* **WRITTEN REQUEST**
Reproduce every one of the entries below verbatim, line for line, and omit the pictures from your output.
# # #
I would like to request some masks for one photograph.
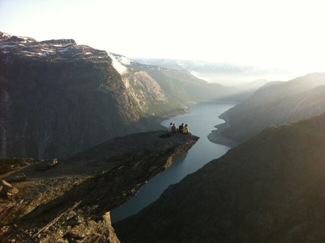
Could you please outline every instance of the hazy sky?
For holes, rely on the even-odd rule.
[[[128,57],[324,72],[321,1],[0,0],[0,31]]]

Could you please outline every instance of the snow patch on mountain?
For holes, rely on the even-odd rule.
[[[122,62],[122,61],[121,61],[121,59],[120,58],[118,59],[116,56],[112,55],[111,53],[109,54],[109,56],[112,59],[112,64],[113,65],[113,66],[115,69],[116,69],[116,70],[119,72],[119,73],[121,75],[122,75],[127,73],[128,69],[126,67],[124,66],[124,65],[126,65],[125,64],[126,63],[125,60],[122,59],[124,60],[124,62]]]

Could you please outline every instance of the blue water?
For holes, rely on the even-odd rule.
# # #
* **EXERCISE ANSWER**
I would like to request some masks for one photograph.
Could you please outline every instance of the hazy sky?
For holes, rely on the even-odd rule.
[[[128,57],[324,72],[321,1],[0,0],[0,31]]]

Could you please outline every instance of the snow patch on mountain?
For holes, rely on the even-odd rule.
[[[122,62],[122,61],[121,61],[121,59],[120,58],[118,59],[116,56],[112,55],[111,53],[109,54],[109,56],[112,59],[112,64],[113,65],[113,66],[115,69],[116,69],[116,70],[119,72],[119,73],[121,75],[122,75],[127,73],[128,69],[126,67],[124,66],[124,65],[126,65],[125,64],[126,63],[125,60],[122,59],[124,60],[124,62]]]

Could you please outline every instance of the blue water?
For holes, rely on the even-odd rule.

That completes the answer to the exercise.